*Set task*. Pictures stay out; everything else in the records below is copied exactly.
==== Data for processing
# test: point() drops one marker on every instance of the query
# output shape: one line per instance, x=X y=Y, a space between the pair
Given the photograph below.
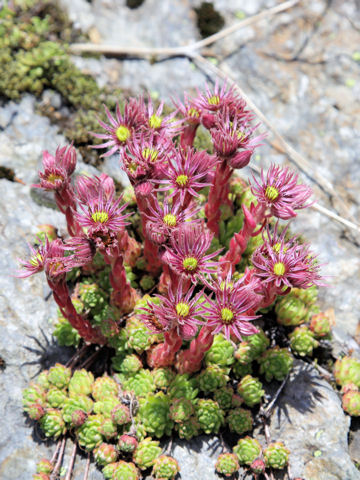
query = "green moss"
x=34 y=56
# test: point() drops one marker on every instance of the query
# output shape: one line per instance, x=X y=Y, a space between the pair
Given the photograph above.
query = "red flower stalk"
x=186 y=174
x=163 y=354
x=52 y=258
x=88 y=188
x=211 y=103
x=228 y=137
x=146 y=156
x=233 y=308
x=190 y=360
x=239 y=242
x=156 y=123
x=121 y=129
x=57 y=177
x=103 y=218
x=280 y=193
x=164 y=220
x=283 y=265
x=191 y=120
x=186 y=254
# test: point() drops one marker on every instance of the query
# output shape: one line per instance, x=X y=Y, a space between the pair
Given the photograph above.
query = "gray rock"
x=309 y=419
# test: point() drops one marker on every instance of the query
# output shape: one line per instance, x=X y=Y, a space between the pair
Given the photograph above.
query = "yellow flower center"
x=132 y=167
x=226 y=315
x=279 y=268
x=122 y=133
x=182 y=180
x=277 y=248
x=36 y=260
x=190 y=264
x=193 y=113
x=182 y=309
x=271 y=193
x=241 y=135
x=214 y=100
x=150 y=154
x=155 y=121
x=170 y=220
x=101 y=217
x=53 y=177
x=223 y=283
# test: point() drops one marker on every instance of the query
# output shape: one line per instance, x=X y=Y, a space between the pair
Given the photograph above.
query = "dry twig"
x=187 y=50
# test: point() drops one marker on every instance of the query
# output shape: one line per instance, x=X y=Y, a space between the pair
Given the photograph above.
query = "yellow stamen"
x=170 y=220
x=101 y=217
x=155 y=121
x=53 y=177
x=182 y=309
x=182 y=180
x=241 y=135
x=36 y=260
x=150 y=154
x=214 y=100
x=190 y=264
x=226 y=315
x=123 y=133
x=271 y=193
x=193 y=113
x=279 y=268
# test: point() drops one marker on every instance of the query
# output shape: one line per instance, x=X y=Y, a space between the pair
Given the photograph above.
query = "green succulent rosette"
x=251 y=391
x=188 y=429
x=52 y=423
x=247 y=450
x=224 y=396
x=146 y=453
x=59 y=376
x=105 y=453
x=291 y=311
x=154 y=414
x=239 y=420
x=103 y=387
x=276 y=455
x=89 y=433
x=212 y=378
x=209 y=415
x=81 y=383
x=55 y=397
x=165 y=467
x=302 y=341
x=220 y=353
x=181 y=409
x=183 y=386
x=141 y=383
x=74 y=404
x=347 y=370
x=275 y=363
x=162 y=377
x=125 y=471
x=227 y=464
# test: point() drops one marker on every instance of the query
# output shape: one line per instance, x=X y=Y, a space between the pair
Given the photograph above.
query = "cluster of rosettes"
x=249 y=453
x=186 y=359
x=347 y=375
x=298 y=309
x=98 y=412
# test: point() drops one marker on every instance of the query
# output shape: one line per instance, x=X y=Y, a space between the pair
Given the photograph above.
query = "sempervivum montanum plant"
x=210 y=287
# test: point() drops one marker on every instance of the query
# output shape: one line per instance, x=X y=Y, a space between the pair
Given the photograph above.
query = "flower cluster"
x=147 y=279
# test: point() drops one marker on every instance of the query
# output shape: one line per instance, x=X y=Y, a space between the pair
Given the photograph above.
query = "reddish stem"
x=190 y=360
x=123 y=295
x=81 y=324
x=163 y=354
x=218 y=195
x=240 y=240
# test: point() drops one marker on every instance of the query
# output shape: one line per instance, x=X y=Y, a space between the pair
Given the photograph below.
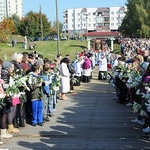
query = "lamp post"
x=57 y=24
========
*Exercise response*.
# test: point() drops one marker on every instance of the query
# output shape: one line per instance, x=X y=Y, a space between the pair
Given the photograph below.
query = "green moss"
x=34 y=56
# test: point() drops one marker on every instance of the query
# output shape: one line per instance, x=X y=Y, a space between the pair
Given the photograph above.
query = "red flower stalk"
x=186 y=174
x=163 y=354
x=52 y=258
x=88 y=188
x=211 y=103
x=228 y=137
x=146 y=156
x=233 y=308
x=190 y=360
x=239 y=242
x=156 y=123
x=121 y=129
x=57 y=177
x=103 y=218
x=280 y=193
x=164 y=220
x=283 y=265
x=191 y=120
x=186 y=254
# test: point() drops one marker on every instance of the query
# output shape: one line per instance, x=X y=Y, a space between the pair
Given the photograph above.
query = "gray rock"
x=309 y=419
# test: point() drops one marker on every instance of the query
# output shape: one line per instance, x=X y=Y, a space between the pair
Given the photograph above.
query = "yellow flower center"
x=132 y=167
x=226 y=315
x=279 y=268
x=122 y=133
x=182 y=180
x=277 y=248
x=36 y=260
x=190 y=264
x=193 y=113
x=182 y=309
x=271 y=193
x=241 y=135
x=214 y=100
x=150 y=154
x=155 y=121
x=170 y=220
x=101 y=217
x=53 y=177
x=223 y=283
# test: point() drops one marker on every instance of the query
# output shape: one line per instance, x=X y=Y, a space between the pair
Given the photograph above.
query = "dry twig"
x=187 y=50
# test: point() drops one marker on every instance of the query
# output shape: one line per instance, x=X y=Y, a space between the pair
Given the photograph above.
query = "yellow stamen"
x=170 y=220
x=101 y=217
x=155 y=121
x=53 y=177
x=182 y=309
x=182 y=180
x=241 y=135
x=36 y=260
x=150 y=154
x=214 y=100
x=190 y=264
x=226 y=315
x=123 y=133
x=271 y=193
x=193 y=113
x=279 y=268
# test: point() drops one marker on every instance of the query
# output shape: one line per instance, x=X y=Y, a space between the pair
Given the photograph above.
query = "green succulent rosette"
x=251 y=391
x=188 y=429
x=52 y=423
x=247 y=450
x=224 y=396
x=146 y=453
x=59 y=376
x=105 y=453
x=291 y=311
x=154 y=414
x=239 y=420
x=103 y=387
x=276 y=455
x=89 y=433
x=212 y=378
x=209 y=415
x=81 y=383
x=55 y=397
x=165 y=467
x=302 y=341
x=220 y=353
x=181 y=409
x=183 y=386
x=141 y=383
x=74 y=404
x=347 y=370
x=275 y=363
x=162 y=377
x=125 y=471
x=227 y=464
# test: point() drops one marker on every instance of the query
# output shape: one line per instance, x=X y=Y, a space between the pair
Given the photograph above.
query = "cluster of rosettes"
x=249 y=453
x=186 y=359
x=347 y=375
x=298 y=309
x=98 y=412
# test: point() drops one marker on every instance of the query
# output shape: one line per instance, x=X y=Y, a space between the pair
Given the photograph above.
query = "sempervivum montanum plant"
x=210 y=287
# test: point() drops one marker on every instance of the query
# output shape: one line per instance, x=X y=Y, a space between the pair
Given the photograph above.
query = "flower cluster"
x=147 y=279
# test: point() drops one marker on every instance of the query
# output shape: one line per instance, x=X y=Y, a space between the pair
Given the photograph above.
query = "reddish stem"
x=190 y=360
x=123 y=295
x=81 y=324
x=163 y=354
x=218 y=195
x=240 y=240
# test: point() drops one marker on every instance of the query
# output shape: one line per instance, x=X y=Y, a space between the pair
Given the photograph below.
query = "lamp post"
x=57 y=24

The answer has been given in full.